**Objetivo del ejercicio:** ¿Puedes devolver, sin cambiar nada, el pasaje del artículo sobre la post-verdad y la ficción que va desde "Desde la otra" hasta "Alberto Loza Nehmad.", ambos incluidos?
=== Artículo ===
Alberto Loza Nehmad
Alberto Loza Nehmad

Desde la otra esquina:
Traducciones de artículos, entrevistas, etc.

La política de la post-verdad (desde la literatura)
Por Adam Kirsch
 
Originalmente publicado como “Lie to Me: Fiction in the Post-Truth Era”. The New York Times, 15 de enero de 2017. (https://www.nytimes.com/2017/01/15/books/lie-to-me-fiction-in-the-post-truth-era.html?_r=0). Traducido por Alberto Loza Nehmad.
 
Los novelistas norteamericanos se han quejado por largo tiempo de la capacidad que tiene la vida real para superar a la ficción. En su emblemático ensayo de 1961, Escribiendo la ficción americana, Philip Roth observaba que “la realidad continuamente está superando nuestros talentos y, la cultura, casi diariamente arroja personajes que son la envidia de cualquier novelista”. El personaje que menciona Roth es Charles Van Doren, quien obtuvo su fama por un escándalo en un concurso de preguntas y respuestas; pero si se pone a Van Doren junto a Donald J. Trump, se podrá medir el cambio en la naturaleza de la credibilidad a lo largo del pasado medio siglo.
 
Van Doren cayó en desgracia cuando se reveló que se le habían dado las respuestas a las preguntas de un concurso de televisión, Twenty-One, programa que los televidentes pensaban era real y no actuado. Actualmente, todo un floreciente género de televisión es llamado “reality”, aunque nadie que lo mire piense que es genuinamente verdadero: esto es, no planeado y no editado. La artificialidad es lo que hace disfrutable la televisión de los “reality”, pese a que esos mismos programas, si fueran publicitados como ficción, aparecerían banales, repetitivos y nada dramáticos. La realidad es el ingrediente que convierte a una mala ficción en una ficción fascinante.
=== Filas proporcionadas ===
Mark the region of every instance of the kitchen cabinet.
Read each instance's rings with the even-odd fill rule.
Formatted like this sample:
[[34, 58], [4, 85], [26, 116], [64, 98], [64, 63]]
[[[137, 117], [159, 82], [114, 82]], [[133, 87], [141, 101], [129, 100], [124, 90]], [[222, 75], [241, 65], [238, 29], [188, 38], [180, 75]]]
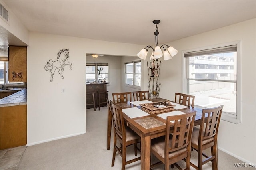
===
**Resultado obtenido:**
Desde la otra esquina:
Traducciones de artículos, entrevistas, etc.

La política de la post-verdad (desde la literatura)
Por Adam Kirsch
 
Originalmente publicado como “Lie to Me: Fiction in the Post-Truth Era”. The New York Times, 15 de enero de 2017. (https://www.nytimes.com/2017/01/15/books/lie-to-me-fiction-in-the-post-truth-era.html?_r=0). Traducido por Alberto Loza Nehmad.